Reproduce the records below exactly as given.

- _Entries from a pointing dataset_
start

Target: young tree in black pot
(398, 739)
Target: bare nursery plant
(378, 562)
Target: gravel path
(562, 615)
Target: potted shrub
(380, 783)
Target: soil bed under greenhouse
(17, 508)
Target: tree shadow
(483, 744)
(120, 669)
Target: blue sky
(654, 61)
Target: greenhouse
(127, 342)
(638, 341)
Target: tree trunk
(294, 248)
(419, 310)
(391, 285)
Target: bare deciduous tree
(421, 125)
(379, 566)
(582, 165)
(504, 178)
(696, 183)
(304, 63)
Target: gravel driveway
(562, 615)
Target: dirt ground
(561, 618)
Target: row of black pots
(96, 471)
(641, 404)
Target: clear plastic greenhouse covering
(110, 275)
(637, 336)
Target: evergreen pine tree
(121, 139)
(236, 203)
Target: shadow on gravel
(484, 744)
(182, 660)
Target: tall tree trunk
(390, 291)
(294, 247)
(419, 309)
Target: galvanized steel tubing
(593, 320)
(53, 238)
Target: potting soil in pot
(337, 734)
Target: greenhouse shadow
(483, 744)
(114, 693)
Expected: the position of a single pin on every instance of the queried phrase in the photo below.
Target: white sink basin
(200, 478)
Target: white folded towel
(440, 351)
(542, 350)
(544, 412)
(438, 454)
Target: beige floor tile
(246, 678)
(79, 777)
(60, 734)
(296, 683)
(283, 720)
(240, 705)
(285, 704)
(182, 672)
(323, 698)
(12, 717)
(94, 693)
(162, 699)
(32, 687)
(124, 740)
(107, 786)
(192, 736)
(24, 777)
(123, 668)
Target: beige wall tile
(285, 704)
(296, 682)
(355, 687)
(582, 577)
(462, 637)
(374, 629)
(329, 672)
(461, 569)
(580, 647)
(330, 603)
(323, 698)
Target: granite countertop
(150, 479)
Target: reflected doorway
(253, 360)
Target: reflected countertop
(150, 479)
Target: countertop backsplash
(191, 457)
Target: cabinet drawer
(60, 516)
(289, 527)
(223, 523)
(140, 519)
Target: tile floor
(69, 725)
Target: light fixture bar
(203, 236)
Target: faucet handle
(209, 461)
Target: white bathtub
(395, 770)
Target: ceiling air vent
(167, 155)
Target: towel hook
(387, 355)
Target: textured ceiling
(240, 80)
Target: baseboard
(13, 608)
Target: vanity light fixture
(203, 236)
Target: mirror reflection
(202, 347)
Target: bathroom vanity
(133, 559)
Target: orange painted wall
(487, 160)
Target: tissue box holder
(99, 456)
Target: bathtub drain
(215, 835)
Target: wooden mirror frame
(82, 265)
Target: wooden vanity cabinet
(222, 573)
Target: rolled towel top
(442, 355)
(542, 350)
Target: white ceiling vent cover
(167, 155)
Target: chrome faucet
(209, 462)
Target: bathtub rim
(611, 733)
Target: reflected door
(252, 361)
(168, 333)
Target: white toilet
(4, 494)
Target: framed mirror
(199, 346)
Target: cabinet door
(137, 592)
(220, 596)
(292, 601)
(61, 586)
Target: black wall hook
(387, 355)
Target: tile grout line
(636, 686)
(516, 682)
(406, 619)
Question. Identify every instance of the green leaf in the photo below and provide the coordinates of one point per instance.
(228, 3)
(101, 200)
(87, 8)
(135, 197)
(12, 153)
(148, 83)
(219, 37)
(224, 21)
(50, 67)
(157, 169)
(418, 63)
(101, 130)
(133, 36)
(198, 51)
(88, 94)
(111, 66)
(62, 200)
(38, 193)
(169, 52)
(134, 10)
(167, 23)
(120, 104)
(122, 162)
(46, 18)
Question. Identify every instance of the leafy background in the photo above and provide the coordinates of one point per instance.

end

- _The response_
Target: young tree in black pot
(398, 739)
Target: bare nursery plant
(378, 562)
Target: gravel path
(562, 615)
Target: potted shrub
(380, 783)
Target: soil bed under greenhouse
(17, 508)
Target: tree shadow
(483, 744)
(120, 669)
Target: blue sky
(654, 61)
Target: greenhouse
(127, 342)
(638, 341)
Target: tree trunk
(294, 248)
(419, 310)
(391, 285)
Target: bare deciduous tree
(421, 125)
(379, 566)
(582, 165)
(504, 178)
(696, 183)
(304, 63)
Target: gravel driveway
(562, 615)
Target: dirt ground
(561, 618)
Target: row of black pots
(96, 471)
(641, 404)
Target: clear plastic greenhouse covering
(110, 275)
(637, 336)
Target: evergreen pine tree
(121, 139)
(236, 203)
Target: shadow on gravel
(484, 744)
(182, 660)
Target: tall tree trunk
(390, 291)
(294, 247)
(419, 309)
Target: galvanized steel tubing
(593, 320)
(53, 238)
Target: potting soil in pot
(337, 734)
Target: greenhouse shadow
(483, 744)
(114, 693)
Expected: the position of a single pin on every instance of the queried phrase in the photo below.
Target: white sink basin
(200, 478)
Target: white folded towel
(440, 351)
(542, 350)
(544, 412)
(438, 454)
Target: beige floor tile
(246, 678)
(79, 777)
(60, 734)
(296, 683)
(283, 720)
(240, 705)
(285, 704)
(182, 672)
(323, 698)
(12, 717)
(94, 693)
(162, 699)
(32, 687)
(124, 740)
(107, 786)
(192, 736)
(24, 777)
(123, 668)
Target: beige wall tile
(285, 704)
(296, 682)
(355, 687)
(582, 577)
(462, 637)
(374, 629)
(329, 672)
(461, 569)
(580, 647)
(330, 603)
(323, 698)
Target: granite countertop
(150, 479)
Target: reflected doorway
(253, 360)
Target: reflected countertop
(150, 479)
Target: countertop backsplash
(191, 457)
Target: cabinet drawer
(60, 516)
(289, 527)
(223, 523)
(140, 519)
Target: tile floor
(69, 725)
Target: light fixture bar
(203, 236)
Target: faucet handle
(209, 461)
Target: white bathtub
(395, 770)
Target: ceiling air vent
(167, 155)
Target: towel hook
(387, 355)
Target: textured ceiling
(240, 80)
Target: baseboard
(13, 608)
Target: vanity light fixture
(203, 236)
Target: mirror reflection
(202, 347)
Target: bathroom vanity
(133, 559)
Target: orange painted wall
(487, 160)
Target: tissue box holder
(99, 456)
Target: bathtub drain
(215, 835)
Target: wooden mirror frame
(82, 265)
Target: wooden vanity cabinet
(222, 573)
Target: rolled towel top
(442, 355)
(542, 350)
Target: white ceiling vent cover
(167, 155)
Target: chrome faucet
(209, 462)
Target: bathtub rim
(611, 733)
Target: reflected door
(252, 361)
(168, 333)
Target: white toilet
(4, 494)
Target: framed mirror
(199, 346)
Target: cabinet door
(137, 592)
(220, 596)
(292, 601)
(61, 586)
Target: black wall hook
(387, 355)
Target: tile grout line
(636, 686)
(516, 682)
(406, 619)
Question. Identify every instance of the green leaf in the photo below and provide the coordinates of one point per instance.
(228, 3)
(101, 200)
(87, 8)
(135, 197)
(12, 153)
(148, 83)
(219, 37)
(224, 21)
(50, 67)
(157, 169)
(418, 63)
(101, 130)
(133, 36)
(198, 51)
(88, 94)
(111, 66)
(62, 200)
(38, 193)
(169, 52)
(134, 10)
(167, 23)
(120, 104)
(122, 162)
(46, 18)
Question. Identify every instance of the leafy background in the photo above and provide the coordinates of one point per instance.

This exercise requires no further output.